• **Task details**
Reproduce all of the records below, replacing "rough mask" with "initial mask" wherever it occurs and leaving everything else unchanged.

* * * * * * *

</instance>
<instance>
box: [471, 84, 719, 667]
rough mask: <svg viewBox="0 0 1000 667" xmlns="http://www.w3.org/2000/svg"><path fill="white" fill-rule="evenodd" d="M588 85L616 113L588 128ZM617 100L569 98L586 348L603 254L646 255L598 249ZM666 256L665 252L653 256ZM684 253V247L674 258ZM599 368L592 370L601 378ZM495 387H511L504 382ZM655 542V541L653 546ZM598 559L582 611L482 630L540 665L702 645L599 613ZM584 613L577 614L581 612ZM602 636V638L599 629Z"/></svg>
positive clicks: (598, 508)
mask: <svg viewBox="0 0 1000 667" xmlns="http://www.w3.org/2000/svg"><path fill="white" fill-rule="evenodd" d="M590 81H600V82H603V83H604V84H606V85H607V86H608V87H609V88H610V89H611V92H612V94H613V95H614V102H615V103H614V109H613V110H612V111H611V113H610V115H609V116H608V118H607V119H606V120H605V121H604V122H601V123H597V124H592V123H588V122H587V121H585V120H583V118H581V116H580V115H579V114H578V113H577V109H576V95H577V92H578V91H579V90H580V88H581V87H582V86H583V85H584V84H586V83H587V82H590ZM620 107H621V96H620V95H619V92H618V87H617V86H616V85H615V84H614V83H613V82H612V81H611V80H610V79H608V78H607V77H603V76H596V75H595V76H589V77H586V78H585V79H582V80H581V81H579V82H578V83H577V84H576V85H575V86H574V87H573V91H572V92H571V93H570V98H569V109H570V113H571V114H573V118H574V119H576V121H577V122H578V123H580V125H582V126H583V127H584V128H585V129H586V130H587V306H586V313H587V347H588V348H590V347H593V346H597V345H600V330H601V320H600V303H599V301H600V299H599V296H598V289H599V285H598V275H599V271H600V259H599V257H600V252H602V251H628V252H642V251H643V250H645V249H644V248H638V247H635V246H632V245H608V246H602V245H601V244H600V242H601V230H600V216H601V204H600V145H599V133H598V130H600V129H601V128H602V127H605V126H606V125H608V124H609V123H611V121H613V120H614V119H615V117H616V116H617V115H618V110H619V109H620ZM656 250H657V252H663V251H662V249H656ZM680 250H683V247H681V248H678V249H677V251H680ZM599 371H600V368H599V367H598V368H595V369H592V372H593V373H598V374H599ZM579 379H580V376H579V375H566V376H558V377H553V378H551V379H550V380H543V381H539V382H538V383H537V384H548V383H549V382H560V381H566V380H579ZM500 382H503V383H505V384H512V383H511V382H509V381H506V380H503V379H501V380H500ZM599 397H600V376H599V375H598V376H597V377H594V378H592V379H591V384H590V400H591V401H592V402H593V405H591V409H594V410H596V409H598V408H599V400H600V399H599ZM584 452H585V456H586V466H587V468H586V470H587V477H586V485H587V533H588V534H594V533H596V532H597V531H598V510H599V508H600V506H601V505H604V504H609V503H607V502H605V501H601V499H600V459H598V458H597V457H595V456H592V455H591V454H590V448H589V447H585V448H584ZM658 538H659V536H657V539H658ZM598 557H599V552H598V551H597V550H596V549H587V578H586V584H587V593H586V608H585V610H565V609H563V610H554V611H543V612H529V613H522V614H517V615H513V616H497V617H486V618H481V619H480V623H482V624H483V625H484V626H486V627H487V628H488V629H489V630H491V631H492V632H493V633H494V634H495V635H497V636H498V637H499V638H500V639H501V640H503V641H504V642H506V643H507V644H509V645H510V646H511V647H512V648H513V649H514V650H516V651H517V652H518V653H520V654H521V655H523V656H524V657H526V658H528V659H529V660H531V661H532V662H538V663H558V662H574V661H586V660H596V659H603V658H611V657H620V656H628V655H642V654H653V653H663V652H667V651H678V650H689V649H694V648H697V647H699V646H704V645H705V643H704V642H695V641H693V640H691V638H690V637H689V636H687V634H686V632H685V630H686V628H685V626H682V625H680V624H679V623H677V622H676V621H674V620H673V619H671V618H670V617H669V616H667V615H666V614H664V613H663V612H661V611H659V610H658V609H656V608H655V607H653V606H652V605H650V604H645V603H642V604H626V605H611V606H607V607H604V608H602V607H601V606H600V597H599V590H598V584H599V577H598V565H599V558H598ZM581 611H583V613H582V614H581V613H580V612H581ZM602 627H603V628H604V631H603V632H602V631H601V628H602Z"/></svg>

* * * * * * *

• **Exercise solution**
</instance>
<instance>
box: [471, 84, 719, 667]
initial mask: <svg viewBox="0 0 1000 667" xmlns="http://www.w3.org/2000/svg"><path fill="white" fill-rule="evenodd" d="M588 85L616 113L588 128ZM617 100L569 98L586 348L603 254L646 255L598 249ZM666 256L665 252L653 256ZM684 253V247L674 258ZM599 368L592 370L601 378ZM495 387H511L504 382ZM655 542V541L653 546ZM598 559L582 611L482 630L540 665L702 645L599 613ZM584 613L577 614L581 612ZM602 636V638L599 629Z"/></svg>
positive clicks: (598, 508)
mask: <svg viewBox="0 0 1000 667" xmlns="http://www.w3.org/2000/svg"><path fill="white" fill-rule="evenodd" d="M590 81H600V82H603V83H604V84H606V85H607V86H608V87H609V88H610V89H611V92H612V94H613V95H614V102H615V103H614V109H613V110H612V111H611V113H610V115H609V116H608V118H607V119H606V120H605V121H604V122H601V123H597V124H592V123H588V122H587V121H585V120H583V118H581V116H580V115H579V114H578V113H577V109H576V95H577V92H578V91H579V90H580V88H581V87H582V86H583V85H584V84H586V83H587V82H590ZM620 107H621V96H620V95H619V92H618V87H617V86H616V85H615V84H614V83H613V82H612V81H611V80H610V79H608V78H607V77H603V76H596V75H595V76H589V77H586V78H585V79H582V80H581V81H579V82H578V83H577V84H576V85H575V86H574V87H573V91H572V92H571V93H570V98H569V109H570V113H571V114H573V118H574V119H576V121H577V122H578V123H580V125H582V126H583V127H584V128H585V129H586V130H587V306H586V313H587V347H588V348H590V347H593V346H597V345H600V330H601V320H600V303H599V301H600V299H599V296H598V289H599V285H598V275H599V271H600V259H599V257H600V252H602V251H628V252H642V251H643V250H645V249H644V248H638V247H635V246H632V245H608V246H602V245H601V244H600V242H601V230H600V216H601V204H600V145H599V133H598V130H600V129H601V128H602V127H605V126H606V125H608V124H609V123H611V121H613V120H614V119H615V117H616V116H617V115H618V110H619V109H620ZM656 250H657V252H663V251H662V249H656ZM680 250H683V247H681V248H678V249H677V251H680ZM599 371H600V368H599V367H598V368H595V369H592V372H593V373H598V374H599ZM579 379H580V376H579V375H566V376H558V377H553V378H551V379H550V380H543V381H539V382H538V383H537V384H548V383H549V382H560V381H566V380H579ZM500 382H503V383H505V384H512V383H511V382H509V381H506V380H503V379H501V380H500ZM599 397H600V376H599V375H598V376H597V377H594V378H592V379H591V384H590V400H591V401H592V402H593V405H591V409H594V410H596V409H598V408H599V400H600V399H599ZM584 452H585V456H586V466H587V468H586V470H587V477H586V485H587V533H588V534H594V533H596V532H597V531H598V510H599V508H600V506H601V505H604V504H609V503H607V502H605V501H601V499H600V459H598V458H597V457H595V456H592V455H591V454H590V448H589V447H585V448H584ZM658 538H659V536H657V539H658ZM598 557H599V552H598V551H597V550H596V549H587V578H586V584H587V593H586V608H585V610H565V609H563V610H554V611H543V612H529V613H522V614H517V615H513V616H497V617H486V618H481V619H480V623H482V624H483V625H484V626H486V627H487V628H488V629H489V630H491V631H492V632H493V633H494V634H495V635H497V636H498V637H499V638H500V639H501V640H503V641H504V642H506V643H507V644H509V645H510V646H511V647H512V648H513V649H514V650H516V651H517V652H518V653H520V654H521V655H523V656H524V657H526V658H528V659H529V660H531V661H532V662H538V663H558V662H574V661H586V660H596V659H603V658H611V657H620V656H628V655H642V654H653V653H663V652H667V651H678V650H689V649H694V648H697V647H699V646H704V645H705V643H704V642H695V641H693V640H691V638H690V637H689V636H687V634H686V632H685V630H686V628H685V626H682V625H680V624H679V623H677V622H676V621H674V620H673V619H671V618H670V617H669V616H667V615H666V614H664V613H663V612H661V611H659V610H658V609H656V608H655V607H653V606H652V605H650V604H645V603H642V604H626V605H611V606H607V607H604V608H602V607H601V606H600V597H599V590H598V584H599V577H598V565H599V558H598ZM581 611H583V613H582V614H581V613H580V612H581ZM602 627H603V628H604V631H603V632H602V631H601V628H602Z"/></svg>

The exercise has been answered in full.